## Page text
- - -

Which creditors must be paid?
Under Georgia probate law, all valid creditors of an estate are entitled to be paid from the proceeds of the estate. That means an executor or administrator can be forced to sell property of an estate, such as a home, business, or vehicle, if it is necessary to pay one or more creditors of the estate. Georgia probate law has a specific order in which creditors are to be paid.
A capable probate law firm should be able to reduce creditor claims to increase the amount received by the family, or to curtail the likelihood of having to sell property that the family would like to keep.
Can Medicaid claims be avoided?
Medicaid claims can be confusing and scary. Usually, Medicaid will begin by sending a letter to the family notifying them of the claim, stating the amount of the claim, and requesting information.
It is very important that any communications with Medicaid be handled properly. Medicaid has very strict requirements that it must follow in order to recover funds from an estate. If you have received a claim from Medicaid, you should speak with a probate law firm before you respond so that you have the best chance of avoiding the claim.
Who are the heirs in blended families?
The heirs are the natural and adopted relatives of the deceased. As a result, a step child will not be considered a legal heir of the deceased unless he or she was formally adopted by the deceased.
What if life insurance refuses to pay a claim?

- - -

Summarize the Georgia probate text in two sentences. The entries that come after the Georgia probate text have no connection to it.

- - -

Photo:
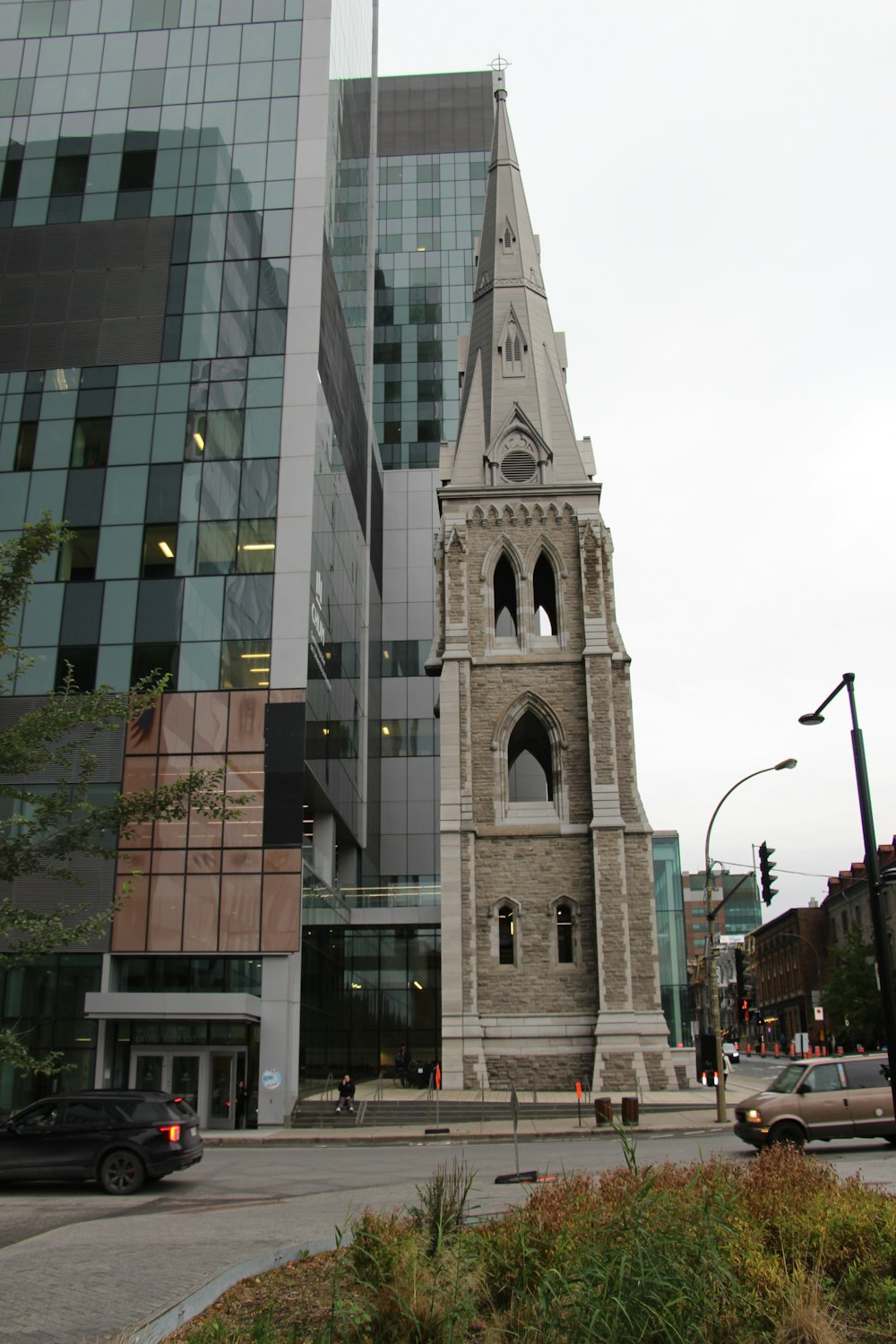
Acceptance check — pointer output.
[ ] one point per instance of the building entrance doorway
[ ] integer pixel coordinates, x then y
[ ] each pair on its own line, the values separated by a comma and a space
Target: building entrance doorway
204, 1078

- - -

## Solution below
Under Georgia probate law, valid creditors of an estate must be paid from its proceeds in a specific order, even if that forces the sale of estate property such as a home, business, or vehicle. Medicaid must follow strict requirements to recover funds from an estate, and heirs are the deceased's natural and adopted relatives, so a stepchild who was not formally adopted is not a legal heir.